- Work instructions
Output these lines as a numbered list, with blank lines omitted.

Data listing
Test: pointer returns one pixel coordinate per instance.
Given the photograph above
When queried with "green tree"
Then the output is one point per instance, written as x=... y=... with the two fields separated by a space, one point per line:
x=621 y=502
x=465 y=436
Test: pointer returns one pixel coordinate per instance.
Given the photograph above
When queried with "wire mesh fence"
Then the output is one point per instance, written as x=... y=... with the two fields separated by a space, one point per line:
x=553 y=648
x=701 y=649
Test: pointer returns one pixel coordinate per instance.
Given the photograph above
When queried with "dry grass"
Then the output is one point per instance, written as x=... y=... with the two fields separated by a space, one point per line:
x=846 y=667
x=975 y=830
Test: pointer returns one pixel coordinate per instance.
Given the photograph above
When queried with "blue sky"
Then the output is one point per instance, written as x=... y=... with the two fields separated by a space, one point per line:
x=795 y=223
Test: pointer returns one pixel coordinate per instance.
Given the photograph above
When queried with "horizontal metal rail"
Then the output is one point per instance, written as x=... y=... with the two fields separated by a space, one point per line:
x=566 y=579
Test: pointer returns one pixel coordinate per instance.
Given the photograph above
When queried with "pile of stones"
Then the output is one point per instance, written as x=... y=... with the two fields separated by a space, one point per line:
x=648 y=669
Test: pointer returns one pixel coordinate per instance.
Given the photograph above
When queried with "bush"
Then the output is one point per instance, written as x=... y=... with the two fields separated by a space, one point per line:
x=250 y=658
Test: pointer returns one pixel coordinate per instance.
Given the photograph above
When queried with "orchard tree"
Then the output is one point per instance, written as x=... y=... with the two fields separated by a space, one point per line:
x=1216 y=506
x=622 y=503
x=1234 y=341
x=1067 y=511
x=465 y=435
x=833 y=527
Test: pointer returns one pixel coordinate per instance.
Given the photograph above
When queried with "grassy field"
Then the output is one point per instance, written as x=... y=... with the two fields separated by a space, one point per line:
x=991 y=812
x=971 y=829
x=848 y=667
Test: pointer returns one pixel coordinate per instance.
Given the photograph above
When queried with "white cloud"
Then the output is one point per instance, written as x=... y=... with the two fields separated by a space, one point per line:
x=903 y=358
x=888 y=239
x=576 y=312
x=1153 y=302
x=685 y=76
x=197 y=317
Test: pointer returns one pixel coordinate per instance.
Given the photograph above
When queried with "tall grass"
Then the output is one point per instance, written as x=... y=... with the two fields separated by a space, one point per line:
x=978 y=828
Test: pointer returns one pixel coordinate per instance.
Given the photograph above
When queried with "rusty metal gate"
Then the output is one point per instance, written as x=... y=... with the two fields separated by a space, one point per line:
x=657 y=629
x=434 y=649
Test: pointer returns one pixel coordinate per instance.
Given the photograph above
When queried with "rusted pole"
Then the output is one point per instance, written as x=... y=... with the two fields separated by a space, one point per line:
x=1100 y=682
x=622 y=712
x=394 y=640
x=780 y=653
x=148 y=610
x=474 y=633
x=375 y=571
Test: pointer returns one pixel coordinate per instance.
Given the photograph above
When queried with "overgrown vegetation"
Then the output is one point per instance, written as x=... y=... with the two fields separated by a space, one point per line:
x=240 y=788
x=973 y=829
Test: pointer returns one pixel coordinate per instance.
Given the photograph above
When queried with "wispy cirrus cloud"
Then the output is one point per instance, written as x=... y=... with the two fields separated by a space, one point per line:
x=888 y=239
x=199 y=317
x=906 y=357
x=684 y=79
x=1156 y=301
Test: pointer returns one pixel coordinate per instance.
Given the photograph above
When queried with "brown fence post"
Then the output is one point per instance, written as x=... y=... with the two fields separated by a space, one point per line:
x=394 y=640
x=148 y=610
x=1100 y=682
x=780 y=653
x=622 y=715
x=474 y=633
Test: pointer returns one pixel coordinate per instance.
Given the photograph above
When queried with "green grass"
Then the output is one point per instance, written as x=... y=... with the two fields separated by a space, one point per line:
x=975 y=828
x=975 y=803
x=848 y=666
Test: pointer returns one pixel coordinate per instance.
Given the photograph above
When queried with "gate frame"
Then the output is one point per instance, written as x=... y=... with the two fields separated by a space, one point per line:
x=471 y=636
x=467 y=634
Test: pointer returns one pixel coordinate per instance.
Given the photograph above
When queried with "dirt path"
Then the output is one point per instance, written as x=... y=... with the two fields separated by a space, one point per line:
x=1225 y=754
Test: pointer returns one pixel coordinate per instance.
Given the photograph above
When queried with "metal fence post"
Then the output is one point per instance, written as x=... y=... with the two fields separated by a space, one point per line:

- Answer
1. Test: pointer returns one pixel coordinate per instance.
2. Given the photograph above
3. When queried with "green tree"
4. Then the output is one point per instance, written as x=... y=... with the two fields separated by a space, one point per line:
5. x=621 y=502
6. x=465 y=436
7. Test: pointer returns one pixel coordinate per instance.
8. Given the photograph above
9. When queried with "wire mesh fence"
10. Then the output is one point per instance, written as x=... y=... with the two fields separated by a space, one point per line:
11. x=553 y=648
12. x=701 y=649
13. Test: pointer returns one pixel coordinate per instance.
14. Given the photograph above
15. When queried with "dry grass"
16. Then the output is one point per instance, written as x=... y=... with the two fields separated by a space, one point per line:
17. x=846 y=667
18. x=975 y=830
19. Test: pointer returns one pixel coordinate per instance.
20. Given the photograph above
21. When queried with "blue sky"
22. Then the output is one point per instance, written as x=... y=... with the two fields separated by a space, one point per line:
23. x=795 y=223
24. Test: pointer returns one pixel coordinate per instance.
25. Given the photograph above
26. When queried with "horizontal metal rail"
27. Then the output is one point per instance, written as x=... y=... with the two fields separated by a space, one point per line:
28. x=566 y=579
29. Test: pointer returns one pixel coordinate per instance.
30. Given the photograph above
31. When queried with "pile of stones"
32. Then the output is one point per instance, written as x=... y=... with the two fields separated by a space, one point per line:
33. x=648 y=669
34. Test: pointer returns one pixel coordinate per instance.
35. Given the photograph above
36. When queried with "bush"
37. Then the output is one point per instance, written as x=... y=... with the two fields separated by a space, one point per line:
38. x=250 y=658
39. Test: pointer returns one pixel coordinate per instance.
40. Given the photograph above
41. When queried with "orchard tree"
42. Then the output is one point per instance, written as x=... y=... with the two fields separated by a space, one point per line:
43. x=1216 y=506
44. x=622 y=503
45. x=1234 y=341
46. x=1067 y=511
47. x=465 y=435
48. x=833 y=527
49. Test: pointer returns one pixel coordinate per instance.
50. Given the photograph above
51. When queried with "grassy field"
52. Then the output is one point per instance, written as x=... y=... with the two fields separated by a space, one point per line:
53. x=991 y=812
54. x=971 y=829
55. x=848 y=667
56. Test: pointer returns one pixel coordinate per instance.
57. Given the photograph above
58. When queried with "white cloud"
59. Then the output is one point per instance, written as x=... y=... with the two fields separated by a space, one point per line:
60. x=903 y=358
61. x=888 y=239
62. x=576 y=312
63. x=1153 y=302
64. x=685 y=76
65. x=197 y=317
66. Test: pointer returns one pixel coordinate per instance.
67. Given the photograph above
68. When queried with "tall grass"
69. Then the output is one point per instance, written as x=... y=... with the two fields separated by a space, one point per line:
70. x=978 y=828
71. Test: pointer returns one pixel coordinate per instance.
72. Given the photograph above
73. When queried with "rusty metal gate"
74. Then the output is one point per instance, written as x=... y=... with the two fields separated by a space, one point per line:
75. x=657 y=629
76. x=434 y=649
77. Test: pointer returns one pixel coordinate per instance.
78. Given the photograph above
79. When queried with "rusted pole"
80. Then the output is one point per instance, written as x=... y=... with the two fields separated by a space, one point per line:
81. x=1100 y=682
82. x=622 y=712
83. x=394 y=640
84. x=780 y=653
85. x=148 y=610
86. x=474 y=633
87. x=375 y=571
88. Test: pointer returns one pixel coordinate per instance.
89. Given the photograph above
90. When queried with "overgrown vegetation"
91. Then the output is one point per instance, written as x=... y=... with the two fields separated by a space, one point per line:
92. x=240 y=788
93. x=973 y=829
94. Test: pointer returns one pixel coordinate per instance.
95. Given the photograph above
96. When queried with "wispy cirrus cloud"
97. Then the output is one point per instance, written as x=... y=... with the two fields separated by a space, one point per line:
98. x=888 y=239
99. x=199 y=317
100. x=906 y=357
101. x=684 y=79
102. x=1156 y=301
103. Test: pointer returns one pixel coordinate per instance.
104. Given the photograph above
105. When queried with "brown fence post"
106. Then the output is one point per instance, written as x=... y=... with the two fields separated by a space, one point per line:
107. x=394 y=640
108. x=148 y=610
109. x=1100 y=682
110. x=780 y=653
111. x=622 y=715
112. x=474 y=633
113. Test: pointer returns one pixel coordinate per instance.
114. Given the photograph above
115. When queried with "green grass"
116. Then the output is one point per instance, written as x=... y=... with the two fields separated by a space, one point per line:
117. x=975 y=828
118. x=975 y=803
119. x=848 y=666
120. Test: pointer returns one pixel coordinate per instance.
121. Given the photograph above
122. When queried with "gate frame"
123. Then the output is one point per instance, written as x=... y=... with the two fields separated by a space, one point per line:
124. x=471 y=636
125. x=467 y=634
126. Test: pointer returns one pixel coordinate per instance.
127. Given the photograph above
128. When queried with "dirt path"
129. Then the output is one point per instance, written as x=... y=... with the two fields separated by a space, one point per line:
130. x=1225 y=754
131. Test: pointer returns one pixel coordinate per instance.
132. Given the photograph above
133. When queried with "metal fence post"
134. Then the output is one point per instance, written as x=... y=... with the two fields separated by a space, one point per line:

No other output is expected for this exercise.